> **Task**: From the line containing "Where can you see the white upper" down to the last line of the data, output each line word for word and include nothing else.
++++++++++++++++++++
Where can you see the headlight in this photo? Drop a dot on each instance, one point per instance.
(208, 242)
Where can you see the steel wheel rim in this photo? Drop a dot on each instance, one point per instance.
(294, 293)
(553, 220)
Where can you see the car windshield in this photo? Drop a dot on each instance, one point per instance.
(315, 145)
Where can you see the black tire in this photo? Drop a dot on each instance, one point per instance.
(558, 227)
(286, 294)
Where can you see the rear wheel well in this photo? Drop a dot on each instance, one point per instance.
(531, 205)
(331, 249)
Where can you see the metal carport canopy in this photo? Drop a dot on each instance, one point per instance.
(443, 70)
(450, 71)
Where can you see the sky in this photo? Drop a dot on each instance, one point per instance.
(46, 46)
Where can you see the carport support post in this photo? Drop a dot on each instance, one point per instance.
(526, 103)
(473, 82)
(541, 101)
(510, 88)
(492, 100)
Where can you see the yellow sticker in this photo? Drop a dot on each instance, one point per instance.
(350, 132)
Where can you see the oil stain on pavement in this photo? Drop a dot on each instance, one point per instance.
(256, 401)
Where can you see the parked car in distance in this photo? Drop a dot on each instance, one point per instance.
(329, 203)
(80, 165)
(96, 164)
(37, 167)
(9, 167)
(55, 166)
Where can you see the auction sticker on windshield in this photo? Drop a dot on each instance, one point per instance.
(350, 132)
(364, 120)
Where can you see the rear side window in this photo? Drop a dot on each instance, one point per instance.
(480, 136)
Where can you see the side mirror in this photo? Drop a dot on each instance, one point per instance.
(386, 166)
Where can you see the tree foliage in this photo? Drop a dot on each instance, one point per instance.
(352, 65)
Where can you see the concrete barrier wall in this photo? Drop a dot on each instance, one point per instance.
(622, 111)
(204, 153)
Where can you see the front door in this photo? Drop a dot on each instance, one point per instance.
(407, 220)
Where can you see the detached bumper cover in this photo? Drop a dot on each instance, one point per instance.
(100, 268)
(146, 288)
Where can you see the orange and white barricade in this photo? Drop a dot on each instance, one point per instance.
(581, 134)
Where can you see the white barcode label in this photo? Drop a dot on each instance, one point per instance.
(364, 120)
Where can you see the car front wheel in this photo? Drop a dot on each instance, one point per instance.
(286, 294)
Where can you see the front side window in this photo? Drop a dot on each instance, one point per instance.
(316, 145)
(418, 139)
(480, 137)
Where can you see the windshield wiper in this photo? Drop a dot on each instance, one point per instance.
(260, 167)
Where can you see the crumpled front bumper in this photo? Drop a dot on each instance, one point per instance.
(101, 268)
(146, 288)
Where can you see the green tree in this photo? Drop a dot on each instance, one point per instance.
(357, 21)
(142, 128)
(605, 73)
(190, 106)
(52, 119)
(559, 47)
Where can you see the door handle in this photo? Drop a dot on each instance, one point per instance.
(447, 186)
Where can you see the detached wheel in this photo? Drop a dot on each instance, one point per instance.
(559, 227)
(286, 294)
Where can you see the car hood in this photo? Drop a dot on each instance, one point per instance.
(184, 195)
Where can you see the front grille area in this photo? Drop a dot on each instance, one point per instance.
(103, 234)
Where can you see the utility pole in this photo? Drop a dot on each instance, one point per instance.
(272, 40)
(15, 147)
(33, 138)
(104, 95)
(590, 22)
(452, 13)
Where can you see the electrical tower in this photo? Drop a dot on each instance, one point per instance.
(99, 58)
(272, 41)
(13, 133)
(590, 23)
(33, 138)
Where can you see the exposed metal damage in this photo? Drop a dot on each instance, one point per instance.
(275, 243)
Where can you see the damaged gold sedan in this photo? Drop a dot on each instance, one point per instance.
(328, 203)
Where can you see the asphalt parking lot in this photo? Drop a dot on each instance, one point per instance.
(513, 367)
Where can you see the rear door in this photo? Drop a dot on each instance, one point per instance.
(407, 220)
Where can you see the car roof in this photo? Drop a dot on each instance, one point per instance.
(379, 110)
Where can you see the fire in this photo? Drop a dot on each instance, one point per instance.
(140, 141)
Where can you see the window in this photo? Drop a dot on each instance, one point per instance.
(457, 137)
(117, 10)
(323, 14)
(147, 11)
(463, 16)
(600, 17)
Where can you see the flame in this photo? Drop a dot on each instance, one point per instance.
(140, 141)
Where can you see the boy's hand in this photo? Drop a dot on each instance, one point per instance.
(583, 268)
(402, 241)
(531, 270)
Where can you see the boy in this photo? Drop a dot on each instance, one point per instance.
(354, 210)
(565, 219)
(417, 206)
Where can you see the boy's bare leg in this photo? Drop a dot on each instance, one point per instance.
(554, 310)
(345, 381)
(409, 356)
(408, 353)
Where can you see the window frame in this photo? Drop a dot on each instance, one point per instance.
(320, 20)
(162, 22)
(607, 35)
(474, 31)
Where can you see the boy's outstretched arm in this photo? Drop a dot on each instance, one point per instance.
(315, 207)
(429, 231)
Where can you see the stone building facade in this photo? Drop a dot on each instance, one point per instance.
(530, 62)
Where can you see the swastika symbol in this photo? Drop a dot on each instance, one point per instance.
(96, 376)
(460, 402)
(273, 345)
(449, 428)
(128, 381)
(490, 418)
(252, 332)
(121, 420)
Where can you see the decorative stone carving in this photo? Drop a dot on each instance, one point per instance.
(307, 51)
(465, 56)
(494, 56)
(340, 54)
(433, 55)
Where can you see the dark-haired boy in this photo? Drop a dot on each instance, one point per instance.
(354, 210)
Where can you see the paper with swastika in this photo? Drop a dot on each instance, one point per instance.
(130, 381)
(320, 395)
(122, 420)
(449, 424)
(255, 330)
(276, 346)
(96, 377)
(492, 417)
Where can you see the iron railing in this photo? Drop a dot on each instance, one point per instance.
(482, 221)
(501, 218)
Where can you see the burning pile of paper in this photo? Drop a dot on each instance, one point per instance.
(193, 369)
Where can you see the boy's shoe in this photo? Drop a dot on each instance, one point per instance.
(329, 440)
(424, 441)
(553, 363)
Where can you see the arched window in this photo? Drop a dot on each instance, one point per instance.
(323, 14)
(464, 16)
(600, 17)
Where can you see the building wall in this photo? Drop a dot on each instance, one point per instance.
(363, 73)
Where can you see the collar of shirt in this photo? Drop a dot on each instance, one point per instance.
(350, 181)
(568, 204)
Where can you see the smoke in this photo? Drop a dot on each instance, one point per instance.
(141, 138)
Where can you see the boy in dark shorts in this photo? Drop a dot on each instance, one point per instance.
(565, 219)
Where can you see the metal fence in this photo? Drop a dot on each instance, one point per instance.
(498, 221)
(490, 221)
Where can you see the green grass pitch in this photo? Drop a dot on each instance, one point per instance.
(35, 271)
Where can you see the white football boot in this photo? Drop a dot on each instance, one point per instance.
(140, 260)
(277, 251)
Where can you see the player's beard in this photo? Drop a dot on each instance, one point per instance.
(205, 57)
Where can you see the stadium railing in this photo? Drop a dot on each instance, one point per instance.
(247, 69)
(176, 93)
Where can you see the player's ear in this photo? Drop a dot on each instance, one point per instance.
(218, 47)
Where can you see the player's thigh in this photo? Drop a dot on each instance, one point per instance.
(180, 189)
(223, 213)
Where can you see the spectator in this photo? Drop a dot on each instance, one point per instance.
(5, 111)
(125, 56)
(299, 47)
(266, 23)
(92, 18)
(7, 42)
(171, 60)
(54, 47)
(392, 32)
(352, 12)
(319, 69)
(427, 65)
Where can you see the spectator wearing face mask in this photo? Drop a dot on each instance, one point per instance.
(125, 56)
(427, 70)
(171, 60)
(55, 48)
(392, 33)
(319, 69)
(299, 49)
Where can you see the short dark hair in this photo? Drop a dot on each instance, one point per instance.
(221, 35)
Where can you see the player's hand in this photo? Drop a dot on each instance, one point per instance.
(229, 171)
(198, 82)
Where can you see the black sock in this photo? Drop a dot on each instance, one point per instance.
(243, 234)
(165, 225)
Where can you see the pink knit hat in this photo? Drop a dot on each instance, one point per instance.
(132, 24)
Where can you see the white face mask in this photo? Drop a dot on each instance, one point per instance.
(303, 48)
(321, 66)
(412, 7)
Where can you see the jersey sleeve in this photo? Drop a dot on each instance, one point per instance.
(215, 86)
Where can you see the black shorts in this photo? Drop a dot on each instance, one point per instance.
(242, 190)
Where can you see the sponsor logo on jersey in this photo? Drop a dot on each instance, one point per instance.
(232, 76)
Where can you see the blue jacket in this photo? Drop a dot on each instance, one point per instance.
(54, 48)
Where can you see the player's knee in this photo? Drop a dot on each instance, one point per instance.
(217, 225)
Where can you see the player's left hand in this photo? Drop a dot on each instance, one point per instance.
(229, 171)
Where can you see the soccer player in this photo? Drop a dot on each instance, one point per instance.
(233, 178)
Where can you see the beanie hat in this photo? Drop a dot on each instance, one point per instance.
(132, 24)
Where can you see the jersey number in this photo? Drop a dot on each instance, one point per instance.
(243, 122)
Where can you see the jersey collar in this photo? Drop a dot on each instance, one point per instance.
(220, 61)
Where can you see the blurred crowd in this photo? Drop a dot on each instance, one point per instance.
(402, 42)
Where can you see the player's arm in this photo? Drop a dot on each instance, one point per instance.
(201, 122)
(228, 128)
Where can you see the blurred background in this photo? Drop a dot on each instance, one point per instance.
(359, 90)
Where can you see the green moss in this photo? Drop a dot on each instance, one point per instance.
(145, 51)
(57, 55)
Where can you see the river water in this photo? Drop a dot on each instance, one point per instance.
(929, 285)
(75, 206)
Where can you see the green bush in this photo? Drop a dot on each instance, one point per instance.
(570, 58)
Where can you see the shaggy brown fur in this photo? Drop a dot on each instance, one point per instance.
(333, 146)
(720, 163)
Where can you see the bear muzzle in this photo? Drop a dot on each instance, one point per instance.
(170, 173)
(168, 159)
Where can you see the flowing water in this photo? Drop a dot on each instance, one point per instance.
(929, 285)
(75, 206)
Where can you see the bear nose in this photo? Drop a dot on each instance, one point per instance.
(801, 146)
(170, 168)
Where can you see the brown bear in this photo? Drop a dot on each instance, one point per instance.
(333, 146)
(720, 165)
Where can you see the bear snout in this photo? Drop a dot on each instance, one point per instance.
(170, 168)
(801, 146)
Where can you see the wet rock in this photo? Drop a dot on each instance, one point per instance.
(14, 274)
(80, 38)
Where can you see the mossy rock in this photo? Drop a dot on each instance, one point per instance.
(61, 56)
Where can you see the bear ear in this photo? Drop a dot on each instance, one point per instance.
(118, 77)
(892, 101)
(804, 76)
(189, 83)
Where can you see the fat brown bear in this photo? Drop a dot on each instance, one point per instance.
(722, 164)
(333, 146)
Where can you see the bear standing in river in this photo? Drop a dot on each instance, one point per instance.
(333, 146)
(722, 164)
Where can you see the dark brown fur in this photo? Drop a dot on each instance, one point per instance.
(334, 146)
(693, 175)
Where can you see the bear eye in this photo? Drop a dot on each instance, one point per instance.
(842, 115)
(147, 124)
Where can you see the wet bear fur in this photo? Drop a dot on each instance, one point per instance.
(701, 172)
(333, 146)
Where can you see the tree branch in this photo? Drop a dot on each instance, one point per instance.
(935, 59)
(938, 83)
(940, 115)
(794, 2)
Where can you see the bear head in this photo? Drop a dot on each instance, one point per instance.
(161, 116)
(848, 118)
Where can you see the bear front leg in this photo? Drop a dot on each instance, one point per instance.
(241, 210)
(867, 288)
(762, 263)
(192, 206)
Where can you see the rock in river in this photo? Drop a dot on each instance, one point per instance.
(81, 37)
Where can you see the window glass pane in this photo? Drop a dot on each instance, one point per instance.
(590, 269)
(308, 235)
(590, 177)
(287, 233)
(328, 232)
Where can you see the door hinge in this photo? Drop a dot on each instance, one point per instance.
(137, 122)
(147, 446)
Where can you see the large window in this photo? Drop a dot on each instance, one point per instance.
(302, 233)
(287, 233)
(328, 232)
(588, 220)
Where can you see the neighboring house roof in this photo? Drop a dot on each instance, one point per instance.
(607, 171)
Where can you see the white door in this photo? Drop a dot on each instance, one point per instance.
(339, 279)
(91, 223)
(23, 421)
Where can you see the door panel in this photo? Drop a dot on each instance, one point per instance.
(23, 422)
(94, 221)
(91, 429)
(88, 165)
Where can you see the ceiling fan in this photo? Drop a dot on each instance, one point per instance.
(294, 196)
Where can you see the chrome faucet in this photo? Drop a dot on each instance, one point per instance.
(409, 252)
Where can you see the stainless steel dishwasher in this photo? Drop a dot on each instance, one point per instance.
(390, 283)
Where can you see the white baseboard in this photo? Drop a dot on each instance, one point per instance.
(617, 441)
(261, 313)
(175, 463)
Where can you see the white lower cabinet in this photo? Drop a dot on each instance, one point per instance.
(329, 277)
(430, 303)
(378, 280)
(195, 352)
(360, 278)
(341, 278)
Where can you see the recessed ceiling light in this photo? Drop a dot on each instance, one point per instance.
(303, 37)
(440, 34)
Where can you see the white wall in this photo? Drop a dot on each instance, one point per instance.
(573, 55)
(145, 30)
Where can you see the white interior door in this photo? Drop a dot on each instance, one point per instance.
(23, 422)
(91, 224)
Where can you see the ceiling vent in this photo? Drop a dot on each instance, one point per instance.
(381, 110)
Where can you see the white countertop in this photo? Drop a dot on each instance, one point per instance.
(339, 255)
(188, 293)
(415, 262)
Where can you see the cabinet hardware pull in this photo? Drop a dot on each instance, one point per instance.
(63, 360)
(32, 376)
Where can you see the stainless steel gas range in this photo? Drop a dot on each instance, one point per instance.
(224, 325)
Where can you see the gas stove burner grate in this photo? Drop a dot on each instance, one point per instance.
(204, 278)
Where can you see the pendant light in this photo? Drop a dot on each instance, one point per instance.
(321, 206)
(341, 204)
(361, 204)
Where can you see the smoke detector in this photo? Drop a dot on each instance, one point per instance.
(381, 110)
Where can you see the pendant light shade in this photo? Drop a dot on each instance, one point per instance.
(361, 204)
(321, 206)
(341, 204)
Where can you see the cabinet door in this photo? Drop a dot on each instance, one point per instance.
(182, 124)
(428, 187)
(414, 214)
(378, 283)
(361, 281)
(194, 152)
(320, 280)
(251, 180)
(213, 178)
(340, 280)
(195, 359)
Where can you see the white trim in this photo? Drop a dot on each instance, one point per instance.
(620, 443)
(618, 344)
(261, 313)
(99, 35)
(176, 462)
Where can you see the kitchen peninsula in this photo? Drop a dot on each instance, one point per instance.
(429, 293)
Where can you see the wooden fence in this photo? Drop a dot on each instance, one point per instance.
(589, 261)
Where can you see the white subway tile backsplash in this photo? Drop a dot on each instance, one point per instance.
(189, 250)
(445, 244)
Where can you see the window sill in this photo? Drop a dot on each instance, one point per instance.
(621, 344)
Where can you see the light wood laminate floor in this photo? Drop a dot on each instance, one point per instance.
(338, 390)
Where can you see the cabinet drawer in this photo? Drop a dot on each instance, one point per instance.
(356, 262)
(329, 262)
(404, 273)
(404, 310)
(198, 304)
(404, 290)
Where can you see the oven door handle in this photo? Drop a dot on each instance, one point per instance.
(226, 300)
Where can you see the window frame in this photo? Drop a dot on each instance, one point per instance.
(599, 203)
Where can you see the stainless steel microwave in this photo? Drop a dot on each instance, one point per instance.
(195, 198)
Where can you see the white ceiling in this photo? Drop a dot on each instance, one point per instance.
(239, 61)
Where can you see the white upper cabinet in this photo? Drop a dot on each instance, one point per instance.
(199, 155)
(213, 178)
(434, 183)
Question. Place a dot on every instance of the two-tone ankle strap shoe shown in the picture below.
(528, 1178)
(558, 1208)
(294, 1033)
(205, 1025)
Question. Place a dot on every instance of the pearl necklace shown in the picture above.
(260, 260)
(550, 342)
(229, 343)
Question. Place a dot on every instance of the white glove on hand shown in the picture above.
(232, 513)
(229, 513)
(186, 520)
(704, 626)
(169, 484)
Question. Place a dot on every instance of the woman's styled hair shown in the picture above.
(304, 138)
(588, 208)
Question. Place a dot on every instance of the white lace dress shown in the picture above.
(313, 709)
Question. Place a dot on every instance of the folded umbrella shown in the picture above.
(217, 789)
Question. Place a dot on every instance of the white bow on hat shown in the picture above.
++++++++++++++++++++
> **Solved exercise**:
Where can you see the white upper cabinet in this photo? Drop a dot on each instance, one point per instance.
(199, 155)
(213, 178)
(434, 183)
Question. Place a dot on every instance of the two-tone ankle strap shoe shown in the picture below.
(528, 1178)
(558, 1208)
(294, 1033)
(205, 1025)
Question. Place a dot on every instance of the pearl necklace shown in the picture above.
(260, 260)
(550, 342)
(229, 343)
Question. Place a dot on every instance of the white glove on hand shown in the picture above.
(232, 513)
(229, 513)
(186, 520)
(704, 626)
(169, 484)
Question. Place a dot on every instance of the woman's styled hair shown in the picture above.
(304, 138)
(588, 208)
Question. Place a dot on every instance of the white lace dress shown in the picture above.
(313, 709)
Question. Place a dot on every instance of the folded umbrella shown in the picture above.
(217, 789)
Question. Place a dot on every instance of the white bow on hat shown in the picture above.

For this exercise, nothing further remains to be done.